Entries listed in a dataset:
★ ★ ★

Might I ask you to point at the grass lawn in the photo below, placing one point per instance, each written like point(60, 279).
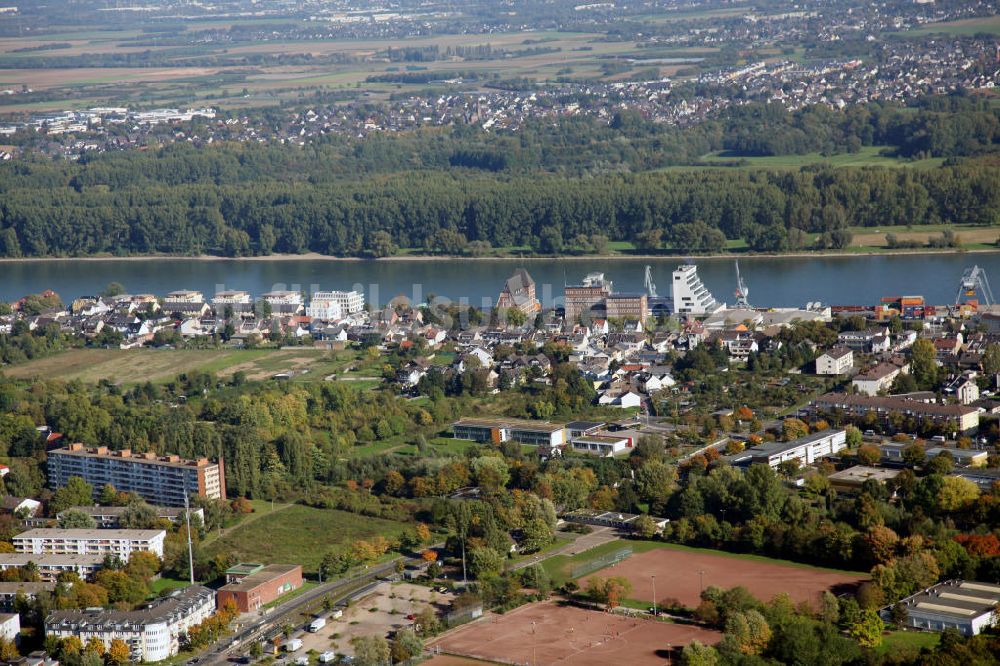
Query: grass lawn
point(867, 156)
point(914, 641)
point(300, 535)
point(164, 583)
point(559, 567)
point(160, 365)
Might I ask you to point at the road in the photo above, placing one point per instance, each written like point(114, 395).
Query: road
point(271, 624)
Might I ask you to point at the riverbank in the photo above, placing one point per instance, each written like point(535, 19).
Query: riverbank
point(617, 256)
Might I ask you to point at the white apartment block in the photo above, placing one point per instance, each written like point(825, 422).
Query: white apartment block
point(162, 481)
point(50, 566)
point(232, 298)
point(690, 295)
point(119, 543)
point(152, 633)
point(837, 361)
point(349, 302)
point(284, 297)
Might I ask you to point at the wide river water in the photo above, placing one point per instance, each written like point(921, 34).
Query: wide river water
point(773, 281)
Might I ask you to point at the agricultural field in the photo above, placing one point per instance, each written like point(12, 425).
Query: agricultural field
point(681, 574)
point(549, 633)
point(867, 156)
point(174, 80)
point(299, 534)
point(159, 365)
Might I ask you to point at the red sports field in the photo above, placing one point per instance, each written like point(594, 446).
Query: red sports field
point(546, 633)
point(677, 576)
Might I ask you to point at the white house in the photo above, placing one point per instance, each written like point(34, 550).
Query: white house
point(837, 361)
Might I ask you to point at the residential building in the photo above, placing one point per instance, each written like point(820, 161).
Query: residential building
point(347, 302)
point(119, 543)
point(518, 293)
point(110, 516)
point(853, 478)
point(968, 606)
point(165, 480)
point(503, 430)
point(252, 586)
point(837, 361)
point(806, 450)
point(320, 307)
point(959, 418)
point(627, 306)
point(282, 297)
point(9, 592)
point(873, 341)
point(877, 379)
point(690, 295)
point(50, 566)
point(10, 626)
point(152, 633)
point(621, 521)
point(604, 444)
point(580, 301)
point(232, 298)
point(964, 388)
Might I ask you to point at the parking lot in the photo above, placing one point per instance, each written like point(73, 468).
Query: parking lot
point(384, 610)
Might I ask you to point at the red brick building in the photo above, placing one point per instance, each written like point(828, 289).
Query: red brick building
point(253, 586)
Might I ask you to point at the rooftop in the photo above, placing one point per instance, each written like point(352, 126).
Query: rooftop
point(92, 535)
point(260, 577)
point(514, 424)
point(959, 599)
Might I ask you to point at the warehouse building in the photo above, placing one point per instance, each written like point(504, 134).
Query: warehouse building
point(253, 586)
point(118, 543)
point(152, 633)
point(163, 480)
point(503, 430)
point(967, 606)
point(806, 450)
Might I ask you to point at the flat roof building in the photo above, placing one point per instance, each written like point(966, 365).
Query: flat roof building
point(603, 444)
point(502, 430)
point(967, 606)
point(152, 633)
point(110, 516)
point(50, 566)
point(160, 480)
point(252, 586)
point(961, 418)
point(806, 450)
point(119, 543)
point(853, 478)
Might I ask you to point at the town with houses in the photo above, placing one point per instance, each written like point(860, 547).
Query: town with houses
point(899, 73)
point(630, 347)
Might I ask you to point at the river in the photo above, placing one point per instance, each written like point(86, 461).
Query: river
point(773, 281)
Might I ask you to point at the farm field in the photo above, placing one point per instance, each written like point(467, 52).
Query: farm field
point(969, 235)
point(158, 365)
point(549, 633)
point(299, 534)
point(867, 156)
point(680, 573)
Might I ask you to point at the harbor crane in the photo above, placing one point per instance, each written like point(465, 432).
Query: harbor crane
point(742, 290)
point(974, 280)
point(649, 284)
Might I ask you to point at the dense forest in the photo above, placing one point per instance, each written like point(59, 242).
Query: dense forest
point(464, 190)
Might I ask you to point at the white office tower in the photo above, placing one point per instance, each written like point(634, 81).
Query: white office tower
point(690, 295)
point(324, 303)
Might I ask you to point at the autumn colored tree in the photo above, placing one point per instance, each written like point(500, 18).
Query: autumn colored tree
point(118, 653)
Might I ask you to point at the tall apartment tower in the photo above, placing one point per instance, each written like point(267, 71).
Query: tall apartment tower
point(160, 480)
point(690, 295)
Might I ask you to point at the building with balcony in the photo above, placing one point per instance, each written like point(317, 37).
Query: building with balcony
point(160, 480)
point(152, 633)
point(117, 543)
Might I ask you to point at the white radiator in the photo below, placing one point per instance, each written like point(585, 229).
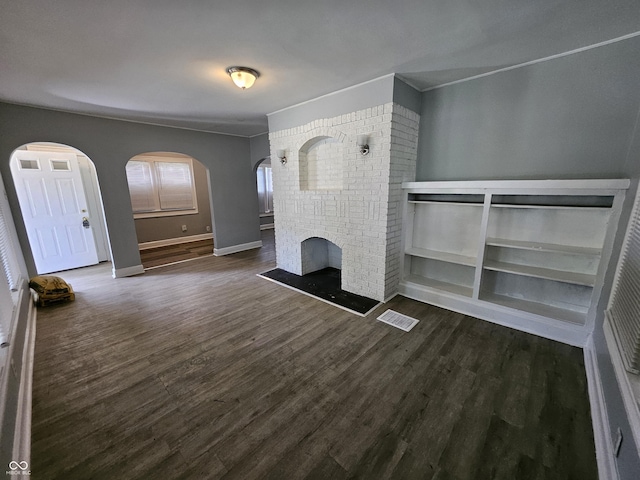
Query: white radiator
point(623, 313)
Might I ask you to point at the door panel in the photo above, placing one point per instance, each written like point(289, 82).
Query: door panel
point(53, 203)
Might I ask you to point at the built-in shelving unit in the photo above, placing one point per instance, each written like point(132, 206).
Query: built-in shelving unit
point(524, 253)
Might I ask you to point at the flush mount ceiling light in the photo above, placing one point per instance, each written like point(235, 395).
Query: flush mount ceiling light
point(243, 77)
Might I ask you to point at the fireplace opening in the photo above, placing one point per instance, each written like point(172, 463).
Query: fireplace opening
point(319, 253)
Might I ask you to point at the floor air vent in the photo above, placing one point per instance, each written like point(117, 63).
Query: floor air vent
point(398, 320)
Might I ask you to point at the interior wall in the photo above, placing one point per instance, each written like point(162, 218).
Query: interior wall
point(570, 117)
point(110, 144)
point(163, 228)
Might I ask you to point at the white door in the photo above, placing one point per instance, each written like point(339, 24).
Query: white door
point(54, 209)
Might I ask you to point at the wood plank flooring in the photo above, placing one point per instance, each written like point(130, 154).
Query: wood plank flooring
point(154, 257)
point(202, 370)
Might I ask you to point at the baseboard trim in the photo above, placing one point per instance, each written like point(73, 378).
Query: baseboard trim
point(575, 335)
point(607, 467)
point(127, 271)
point(22, 432)
point(219, 252)
point(174, 241)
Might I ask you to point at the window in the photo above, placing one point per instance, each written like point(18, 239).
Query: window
point(161, 186)
point(265, 188)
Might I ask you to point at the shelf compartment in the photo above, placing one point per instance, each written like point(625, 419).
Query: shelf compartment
point(450, 227)
point(577, 317)
point(553, 201)
point(542, 247)
point(540, 272)
point(535, 293)
point(442, 256)
point(453, 199)
point(440, 285)
point(578, 227)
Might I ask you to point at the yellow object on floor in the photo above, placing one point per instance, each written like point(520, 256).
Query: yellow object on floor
point(51, 289)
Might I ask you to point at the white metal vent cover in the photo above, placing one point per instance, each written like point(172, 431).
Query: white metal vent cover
point(398, 320)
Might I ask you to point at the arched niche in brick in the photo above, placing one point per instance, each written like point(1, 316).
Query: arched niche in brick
point(318, 253)
point(321, 164)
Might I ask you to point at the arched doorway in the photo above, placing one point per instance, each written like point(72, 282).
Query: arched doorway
point(59, 198)
point(171, 203)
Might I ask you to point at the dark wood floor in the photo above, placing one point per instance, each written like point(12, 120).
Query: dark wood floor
point(202, 370)
point(154, 257)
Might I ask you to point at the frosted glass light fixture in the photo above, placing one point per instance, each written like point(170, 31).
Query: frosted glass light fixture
point(282, 155)
point(363, 142)
point(243, 77)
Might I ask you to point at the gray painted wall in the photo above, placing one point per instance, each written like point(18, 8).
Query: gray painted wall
point(110, 144)
point(162, 228)
point(571, 117)
point(259, 149)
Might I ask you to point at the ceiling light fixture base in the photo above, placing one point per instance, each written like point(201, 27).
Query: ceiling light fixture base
point(243, 77)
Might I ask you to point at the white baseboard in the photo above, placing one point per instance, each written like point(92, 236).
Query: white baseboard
point(218, 252)
point(127, 271)
point(575, 335)
point(607, 467)
point(174, 241)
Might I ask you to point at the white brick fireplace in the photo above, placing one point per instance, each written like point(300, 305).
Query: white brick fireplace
point(336, 207)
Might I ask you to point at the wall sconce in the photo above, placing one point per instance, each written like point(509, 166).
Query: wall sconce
point(362, 142)
point(243, 77)
point(282, 155)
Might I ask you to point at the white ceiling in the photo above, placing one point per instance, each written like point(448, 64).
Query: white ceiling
point(163, 62)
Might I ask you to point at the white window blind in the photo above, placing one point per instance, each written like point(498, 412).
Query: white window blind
point(141, 186)
point(624, 307)
point(265, 188)
point(161, 186)
point(175, 185)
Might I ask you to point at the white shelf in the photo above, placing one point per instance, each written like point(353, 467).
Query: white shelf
point(442, 256)
point(542, 247)
point(551, 207)
point(457, 204)
point(545, 266)
point(439, 285)
point(540, 272)
point(576, 317)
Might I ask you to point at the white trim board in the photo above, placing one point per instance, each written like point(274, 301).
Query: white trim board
point(607, 467)
point(571, 334)
point(219, 252)
point(22, 432)
point(174, 241)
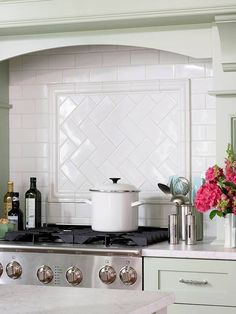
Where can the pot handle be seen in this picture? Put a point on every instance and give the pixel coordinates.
(138, 203)
(84, 201)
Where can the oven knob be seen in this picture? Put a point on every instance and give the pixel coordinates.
(45, 274)
(1, 269)
(128, 275)
(74, 276)
(107, 274)
(14, 270)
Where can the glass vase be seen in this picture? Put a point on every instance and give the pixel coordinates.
(230, 231)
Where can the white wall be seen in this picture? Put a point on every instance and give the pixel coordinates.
(32, 75)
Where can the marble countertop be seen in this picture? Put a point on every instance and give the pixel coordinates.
(20, 299)
(206, 249)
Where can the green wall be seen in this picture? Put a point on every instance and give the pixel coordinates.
(4, 130)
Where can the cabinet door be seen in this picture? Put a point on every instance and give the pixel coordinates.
(208, 282)
(196, 309)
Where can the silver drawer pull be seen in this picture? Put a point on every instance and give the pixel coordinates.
(193, 282)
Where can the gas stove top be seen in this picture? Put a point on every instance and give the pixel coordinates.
(85, 235)
(76, 256)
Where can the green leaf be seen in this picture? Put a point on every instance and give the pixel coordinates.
(220, 214)
(213, 213)
(230, 184)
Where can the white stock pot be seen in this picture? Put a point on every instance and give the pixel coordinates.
(114, 207)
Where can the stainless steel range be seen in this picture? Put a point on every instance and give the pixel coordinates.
(76, 256)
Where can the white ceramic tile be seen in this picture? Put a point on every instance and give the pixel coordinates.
(189, 70)
(15, 92)
(88, 59)
(116, 58)
(61, 61)
(211, 132)
(204, 148)
(144, 57)
(201, 85)
(203, 117)
(198, 164)
(34, 91)
(159, 72)
(76, 75)
(35, 62)
(103, 74)
(49, 76)
(22, 136)
(15, 63)
(198, 101)
(23, 106)
(35, 150)
(41, 106)
(128, 73)
(32, 121)
(15, 150)
(199, 133)
(210, 102)
(15, 121)
(41, 164)
(42, 135)
(169, 57)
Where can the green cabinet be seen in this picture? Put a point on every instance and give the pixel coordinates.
(209, 285)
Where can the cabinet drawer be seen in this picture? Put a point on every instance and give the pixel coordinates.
(196, 309)
(193, 281)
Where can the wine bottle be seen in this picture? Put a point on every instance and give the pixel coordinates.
(15, 215)
(7, 200)
(33, 206)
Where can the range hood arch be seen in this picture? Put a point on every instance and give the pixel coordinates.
(172, 40)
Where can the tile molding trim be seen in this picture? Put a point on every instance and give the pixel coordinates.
(182, 87)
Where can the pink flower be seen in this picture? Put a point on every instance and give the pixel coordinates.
(214, 173)
(207, 197)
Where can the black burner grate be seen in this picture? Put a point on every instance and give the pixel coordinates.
(85, 235)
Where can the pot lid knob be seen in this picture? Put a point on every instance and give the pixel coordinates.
(114, 180)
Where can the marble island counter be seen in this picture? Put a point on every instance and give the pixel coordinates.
(206, 249)
(23, 299)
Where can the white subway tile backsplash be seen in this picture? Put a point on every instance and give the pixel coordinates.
(203, 117)
(144, 57)
(103, 74)
(61, 61)
(189, 70)
(76, 75)
(115, 58)
(89, 59)
(135, 156)
(169, 57)
(159, 72)
(34, 91)
(131, 73)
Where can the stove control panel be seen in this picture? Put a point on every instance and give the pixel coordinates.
(74, 276)
(45, 274)
(14, 270)
(128, 275)
(107, 274)
(92, 270)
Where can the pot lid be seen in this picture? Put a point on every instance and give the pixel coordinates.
(115, 187)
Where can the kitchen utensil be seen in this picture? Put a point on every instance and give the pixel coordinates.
(179, 185)
(114, 207)
(173, 229)
(164, 188)
(179, 199)
(191, 231)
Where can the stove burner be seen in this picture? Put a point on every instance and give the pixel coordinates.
(85, 235)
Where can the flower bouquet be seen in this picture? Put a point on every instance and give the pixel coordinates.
(219, 189)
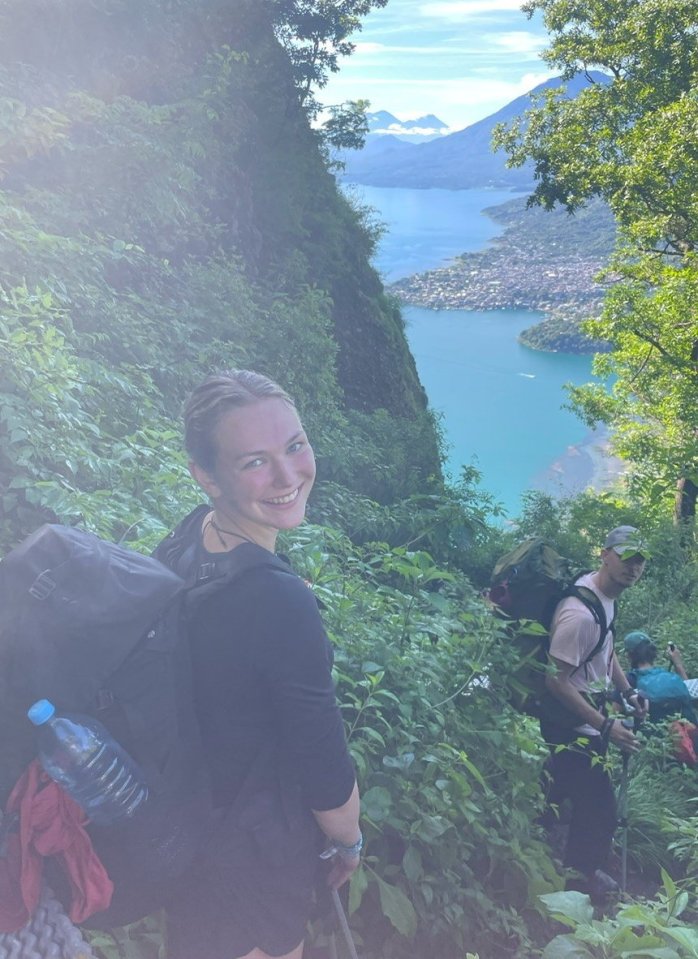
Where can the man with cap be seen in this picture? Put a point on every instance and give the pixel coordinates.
(586, 670)
(665, 691)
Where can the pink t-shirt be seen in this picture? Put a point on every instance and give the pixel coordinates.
(573, 635)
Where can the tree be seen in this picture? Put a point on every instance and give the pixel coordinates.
(634, 142)
(316, 34)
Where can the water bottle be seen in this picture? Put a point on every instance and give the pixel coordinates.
(80, 755)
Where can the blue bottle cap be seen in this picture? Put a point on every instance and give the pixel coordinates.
(41, 711)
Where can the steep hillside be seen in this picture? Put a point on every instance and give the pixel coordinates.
(168, 210)
(459, 161)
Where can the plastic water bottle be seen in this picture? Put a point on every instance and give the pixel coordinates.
(80, 755)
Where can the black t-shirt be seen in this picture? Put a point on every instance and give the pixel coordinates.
(262, 683)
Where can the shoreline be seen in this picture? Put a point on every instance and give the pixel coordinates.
(588, 464)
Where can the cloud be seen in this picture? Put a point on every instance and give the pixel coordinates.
(518, 41)
(364, 47)
(397, 129)
(465, 9)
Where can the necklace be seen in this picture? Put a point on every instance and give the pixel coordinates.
(220, 532)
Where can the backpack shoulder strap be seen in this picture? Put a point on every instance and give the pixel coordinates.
(587, 596)
(215, 571)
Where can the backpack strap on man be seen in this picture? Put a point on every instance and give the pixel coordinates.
(592, 602)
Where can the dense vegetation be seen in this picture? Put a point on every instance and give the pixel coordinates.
(166, 210)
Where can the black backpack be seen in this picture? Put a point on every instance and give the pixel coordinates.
(527, 585)
(102, 630)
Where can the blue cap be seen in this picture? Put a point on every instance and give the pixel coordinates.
(634, 639)
(41, 712)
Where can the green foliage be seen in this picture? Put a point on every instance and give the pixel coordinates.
(316, 34)
(449, 775)
(641, 929)
(167, 212)
(145, 939)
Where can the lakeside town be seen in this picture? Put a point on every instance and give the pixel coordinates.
(545, 261)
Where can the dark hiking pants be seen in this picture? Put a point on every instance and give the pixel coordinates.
(577, 773)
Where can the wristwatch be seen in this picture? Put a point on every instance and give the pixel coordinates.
(341, 849)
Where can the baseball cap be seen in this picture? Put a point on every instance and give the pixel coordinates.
(633, 640)
(626, 541)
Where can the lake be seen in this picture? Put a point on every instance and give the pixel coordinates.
(500, 402)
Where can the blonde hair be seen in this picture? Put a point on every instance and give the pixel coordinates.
(212, 399)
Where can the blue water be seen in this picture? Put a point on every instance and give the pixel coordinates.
(501, 403)
(426, 228)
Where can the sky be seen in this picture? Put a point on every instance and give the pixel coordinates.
(459, 59)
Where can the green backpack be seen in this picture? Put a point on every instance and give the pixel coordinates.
(527, 585)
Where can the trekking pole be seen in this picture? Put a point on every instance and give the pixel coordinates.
(633, 724)
(623, 821)
(341, 915)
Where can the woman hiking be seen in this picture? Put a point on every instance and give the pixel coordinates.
(282, 780)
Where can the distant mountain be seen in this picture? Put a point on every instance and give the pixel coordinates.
(457, 161)
(421, 130)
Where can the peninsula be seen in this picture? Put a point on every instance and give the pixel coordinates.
(543, 260)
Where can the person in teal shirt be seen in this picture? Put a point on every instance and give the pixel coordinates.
(666, 691)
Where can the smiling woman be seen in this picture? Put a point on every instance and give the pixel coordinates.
(282, 781)
(259, 471)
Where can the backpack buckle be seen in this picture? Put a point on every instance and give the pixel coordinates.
(43, 586)
(205, 571)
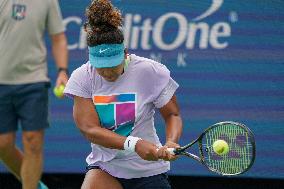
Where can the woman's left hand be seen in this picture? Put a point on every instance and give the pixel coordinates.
(164, 154)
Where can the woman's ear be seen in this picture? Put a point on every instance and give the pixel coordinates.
(125, 53)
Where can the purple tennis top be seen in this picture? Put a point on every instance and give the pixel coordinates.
(126, 107)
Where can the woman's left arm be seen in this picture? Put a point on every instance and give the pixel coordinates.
(171, 114)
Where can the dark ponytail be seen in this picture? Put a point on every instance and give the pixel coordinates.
(104, 22)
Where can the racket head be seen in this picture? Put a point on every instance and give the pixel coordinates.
(241, 154)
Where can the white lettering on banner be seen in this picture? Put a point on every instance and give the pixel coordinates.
(136, 29)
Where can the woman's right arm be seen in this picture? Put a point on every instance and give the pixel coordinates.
(87, 120)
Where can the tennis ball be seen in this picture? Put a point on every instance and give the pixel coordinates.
(220, 147)
(58, 91)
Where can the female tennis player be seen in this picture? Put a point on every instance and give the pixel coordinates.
(115, 96)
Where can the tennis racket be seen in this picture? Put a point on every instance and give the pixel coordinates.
(237, 160)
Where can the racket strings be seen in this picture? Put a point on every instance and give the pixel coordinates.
(240, 154)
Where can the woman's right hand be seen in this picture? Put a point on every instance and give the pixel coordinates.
(146, 150)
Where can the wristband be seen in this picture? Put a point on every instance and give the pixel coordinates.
(130, 143)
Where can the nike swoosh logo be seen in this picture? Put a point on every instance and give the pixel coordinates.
(103, 50)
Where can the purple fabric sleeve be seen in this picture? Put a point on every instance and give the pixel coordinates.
(79, 84)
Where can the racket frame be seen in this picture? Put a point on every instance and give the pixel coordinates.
(181, 150)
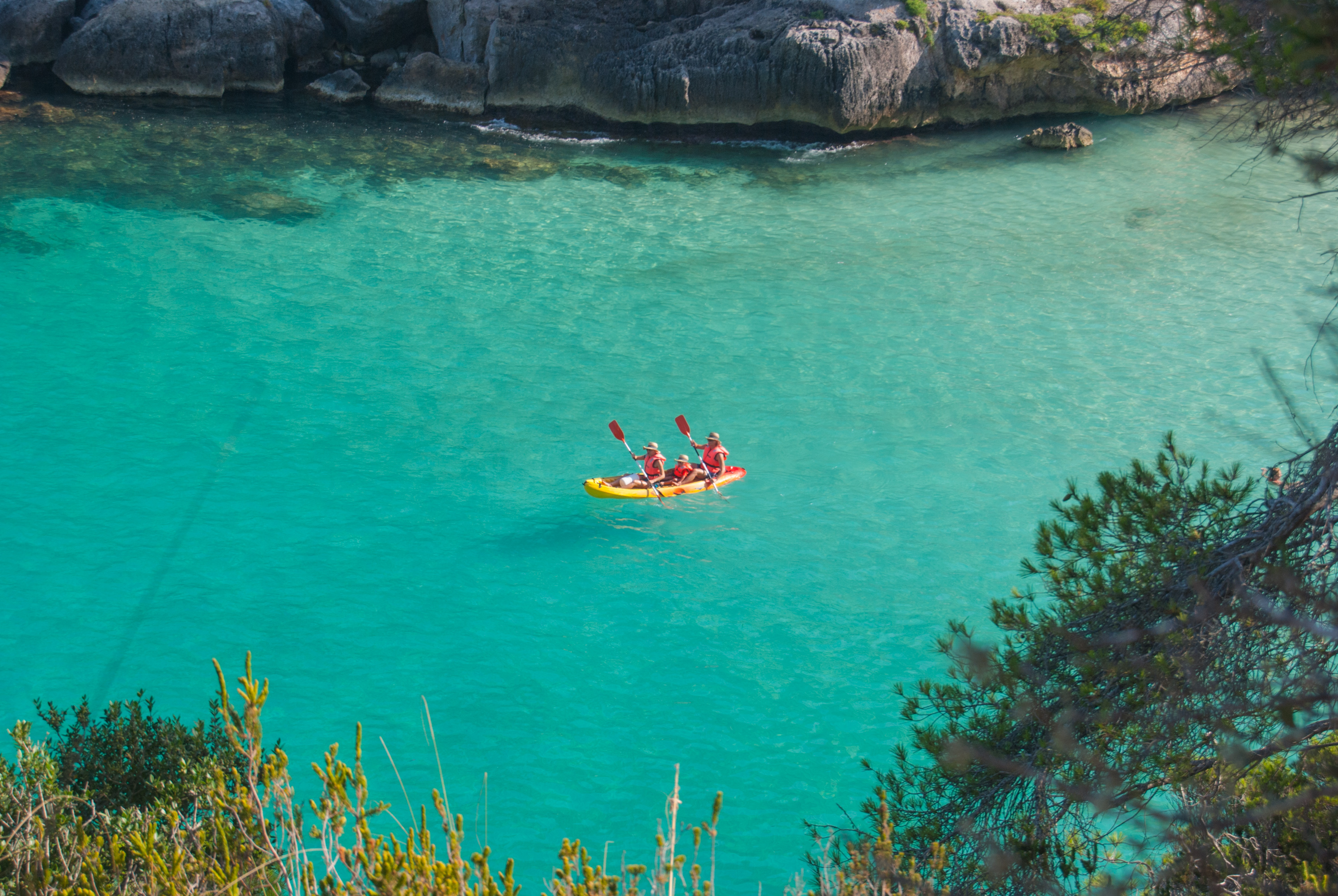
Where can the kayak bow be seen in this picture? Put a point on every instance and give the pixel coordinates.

★ ★ ★

### WHAT YOU NEED TO DO
Please arrange the entries as a two-column CSV with the columns instruction and points, starting with the line with "Might I ask you to point at the flush" and going on through the line with "point(51, 289)". Give one row per entry, putting its text and its answer each in one quoted field, with line breaks turned into spaces.

### TASK ANSWER
instruction,points
"Might I ask you to point at the flush mount ceiling light in the photo above, placing one point per instance, each written like point(235, 395). Query: flush mount ceiling light","point(243, 77)"
"Might I ask you to point at the fireplace opening in the photo above, placing one point per instance, each written like point(172, 463). Query: fireplace opening","point(319, 253)"
"Might I ask you to point at the floor air vent in the photo above, placing one point per instance, each written like point(117, 63). Query: floor air vent","point(398, 320)"
"Might I ask you to point at the interior wall in the photo above, placing one point per instance, each written like point(162, 218). Query: interior wall","point(570, 117) point(110, 144) point(163, 228)"
"Might I ask you to point at the white door in the photo above, placing one point per instance, each written like point(339, 24). Query: white door","point(54, 209)"
"Might I ask you to point at the wood plank flooring in the photo above, placing one point per instance, each written like point(130, 154). Query: wood plank flooring","point(154, 257) point(202, 370)"
"Might I ask you to point at the baseboard trim in the photo above, placing one point per instance, each written like point(73, 378). Query: baseboard trim","point(575, 335) point(607, 467) point(127, 271) point(22, 432) point(219, 252) point(174, 241)"
"Might I ask you to point at the window in the photo above, placing one point per instance, each written like point(18, 239). Query: window","point(161, 186) point(265, 188)"
"Might I ask you to point at the shelf compartment in the photo above, placing one point per instance, each written like point(625, 419). Query: shelf compartment","point(450, 227) point(577, 317) point(553, 201) point(542, 247) point(540, 272) point(535, 293) point(442, 256) point(453, 199) point(440, 285) point(578, 227)"
"Might I ask you to point at the yellow object on floor in the photo above, placing one point per instance, each written like point(520, 256). Query: yellow object on floor","point(51, 289)"